Programming heterogeneous, accelerator-based multicore machines: a runtime system's perspective

> Raymond Namyst University of Bordeaux Head of RUNTIME group, INRIA

> > *École CEA-EDF-INRIA 2011* Sophia-Antipolis, June 6-10

Understanding the evolution of parallel machines The end of Moore's law?

- The end of single thread performance increase
  - Clock rate is no longer increasing
    - Thermal dissipation
  - Processor architecture is already very sophisticated
    - Prediction and Prefetching techniques achieve a very high percentage of success
  - Actually, processor complexity is decreasing!
- Question: What circuits should we better add on a die?

#### Understanding the evolution of parallel machines Welcome to the multicore era

- Answer: Multicore chips
  - Several cores instead of one processor
  - Back to complex memory hierarchies
    - Shared caches
      - Organization is vendor-dependent
    - NUMA penalties
  - Clusters can no longer be considered as "flat sets of processors"



#### Understanding the evolution of parallel machines Multicore is a solid trend

- More performance = more cores
  - Toward embarrassingly parallel machines?
- Designing scalable multicore architectures
  - > 3D stacked memory
  - Non-coherent cache architectures
    - Intel SCC
    - IBM Cell/BE





#### Understanding the evolution of parallel machines Average number of cores per top20 supercomputer



#### Heterogeneous computing is here And portable programming is getting harder...

- GPUs are the new kids on the block
  - De facto adoption
  - Concrete success stories
    - Speedups" > 50
- Clusters featuring accelerators are already heading the Top500 list
  - Tianhe-1A (#1)
  - Nebulae (#3)
  - Tsubame 2.0 (#4)
  - Roadrunner (#7)



# Heterogeneous computing is here And portable programming is getting harder...

- Programming model
  - Specialized instruction set
  - SIMD execution model
    - Nvidia Fermi GTX 480
       512 cores
- Memory
  - Size limitations
  - No hardware consistency
    - Explicit data transfers
- Using GPUs as "side accelerators" is not enough
  - GPU = first class citizens



# Heterogeneous computing is here

#### And it seems to be a solid trend...

* Given exercise 1: According to the lecture slides, how many cores does the Nvidia Fermi GTX 480 have?

* Dataset excerpt:
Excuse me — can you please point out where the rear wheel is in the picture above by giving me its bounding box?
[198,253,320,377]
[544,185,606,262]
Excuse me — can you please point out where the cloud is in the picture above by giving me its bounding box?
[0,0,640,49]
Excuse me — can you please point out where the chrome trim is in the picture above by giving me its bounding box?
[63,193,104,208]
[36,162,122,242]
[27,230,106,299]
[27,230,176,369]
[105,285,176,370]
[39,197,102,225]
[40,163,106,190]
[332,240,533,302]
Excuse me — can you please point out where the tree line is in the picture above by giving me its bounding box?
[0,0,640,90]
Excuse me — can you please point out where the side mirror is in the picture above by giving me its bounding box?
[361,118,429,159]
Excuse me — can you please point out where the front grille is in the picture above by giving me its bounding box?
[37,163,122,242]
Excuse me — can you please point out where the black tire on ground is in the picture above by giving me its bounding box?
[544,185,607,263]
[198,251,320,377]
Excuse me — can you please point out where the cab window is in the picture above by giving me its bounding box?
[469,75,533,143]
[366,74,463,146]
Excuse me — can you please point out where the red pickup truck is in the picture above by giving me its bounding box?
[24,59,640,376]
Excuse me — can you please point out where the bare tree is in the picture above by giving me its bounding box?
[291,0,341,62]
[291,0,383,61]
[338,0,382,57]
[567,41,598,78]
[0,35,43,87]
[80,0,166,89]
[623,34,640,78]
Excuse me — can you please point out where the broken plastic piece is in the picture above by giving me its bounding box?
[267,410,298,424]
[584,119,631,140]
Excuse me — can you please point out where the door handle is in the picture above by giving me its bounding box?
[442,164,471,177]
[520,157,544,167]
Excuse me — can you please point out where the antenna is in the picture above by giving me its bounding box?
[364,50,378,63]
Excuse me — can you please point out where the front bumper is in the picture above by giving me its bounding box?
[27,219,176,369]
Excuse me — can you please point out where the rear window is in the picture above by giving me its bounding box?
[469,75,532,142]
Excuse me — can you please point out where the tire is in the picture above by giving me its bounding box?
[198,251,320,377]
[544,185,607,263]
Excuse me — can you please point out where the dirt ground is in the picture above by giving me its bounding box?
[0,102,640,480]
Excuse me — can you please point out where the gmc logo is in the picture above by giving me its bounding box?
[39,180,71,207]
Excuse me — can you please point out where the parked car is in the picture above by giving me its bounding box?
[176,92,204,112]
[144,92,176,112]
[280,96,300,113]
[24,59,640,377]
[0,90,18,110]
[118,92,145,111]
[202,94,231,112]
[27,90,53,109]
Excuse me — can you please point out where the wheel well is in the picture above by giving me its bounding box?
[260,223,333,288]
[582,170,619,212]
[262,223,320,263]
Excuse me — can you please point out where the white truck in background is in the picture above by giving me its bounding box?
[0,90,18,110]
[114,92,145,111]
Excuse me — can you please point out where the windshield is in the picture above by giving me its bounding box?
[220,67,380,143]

* Given exercise 2: Recast everything in the entries from the line containing "Excuse me — can you please point out where the parked" down to the line containing "[262,223,320,263]" as a Markdown table with the columns Number and Entry line. Give one row per line and skip blank lines.

* Exercise output 1: 512 cores.

* Exercise output 2:
| Number | Entry line |
|---|---|
| 1 | Excuse me — can you please point out where the parked car is in the picture above by giving me its bounding box? |
| 2 | [176,92,204,112] |
| 3 | [144,92,176,112] |
| 4 | [280,96,300,113] |
| 5 | [24,59,640,377] |
| 6 | [0,90,18,110] |
| 7 | [118,92,145,111] |
| 8 | [202,94,231,112] |
| 9 | [27,90,53,109] |
| 10 | Excuse me — can you please point out where the wheel well is in the picture above by giving me its bounding box? |
| 11 | [260,223,333,288] |
| 12 | [582,170,619,212] |
| 13 | [262,223,320,263] |